_Exercise requirements_
Write out the records in full, exactly as given, but without the images.

_Records from a dataset_
····················

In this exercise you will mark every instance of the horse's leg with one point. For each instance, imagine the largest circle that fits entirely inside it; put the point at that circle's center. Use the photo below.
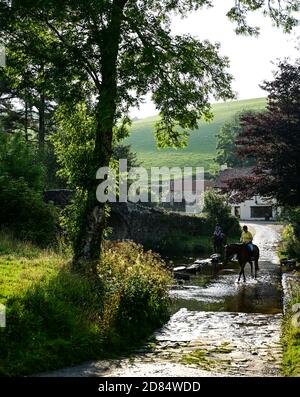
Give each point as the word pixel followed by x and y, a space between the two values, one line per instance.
pixel 256 265
pixel 240 275
pixel 251 265
pixel 244 273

····················

_Answer space_
In this exercise you will mark every instance of the horse's leg with one point. For each instance, imagine the largest circle that fits entirely inside it; put the point at that circle's center. Use the photo below.
Give each point as the word pixel followed by x and y, a space between the two values, one line per instance.
pixel 256 265
pixel 240 275
pixel 251 265
pixel 244 273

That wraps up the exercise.